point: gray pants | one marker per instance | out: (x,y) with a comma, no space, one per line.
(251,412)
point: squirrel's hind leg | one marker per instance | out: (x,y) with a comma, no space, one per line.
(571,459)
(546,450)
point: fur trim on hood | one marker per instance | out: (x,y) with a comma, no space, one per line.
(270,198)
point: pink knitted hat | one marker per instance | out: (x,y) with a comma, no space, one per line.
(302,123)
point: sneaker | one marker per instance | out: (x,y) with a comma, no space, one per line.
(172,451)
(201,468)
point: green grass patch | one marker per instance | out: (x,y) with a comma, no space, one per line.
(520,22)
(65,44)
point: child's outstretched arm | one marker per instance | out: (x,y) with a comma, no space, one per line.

(TO DO)
Copy from the line with "point: sneaker |" to the final line of the records, inclusive, and add nothing else.

(ANSWER SECTION)
point: sneaker | one marker per instance | out: (x,y) with a comma, no space, one per line.
(172,451)
(201,468)
point: green grass patch | one marker per instance | out: (x,y) with a comma, no space, one per line.
(520,22)
(65,44)
point: child's outstretched arm | one marker per instance | out: (x,y) with a comma, no space, one per line.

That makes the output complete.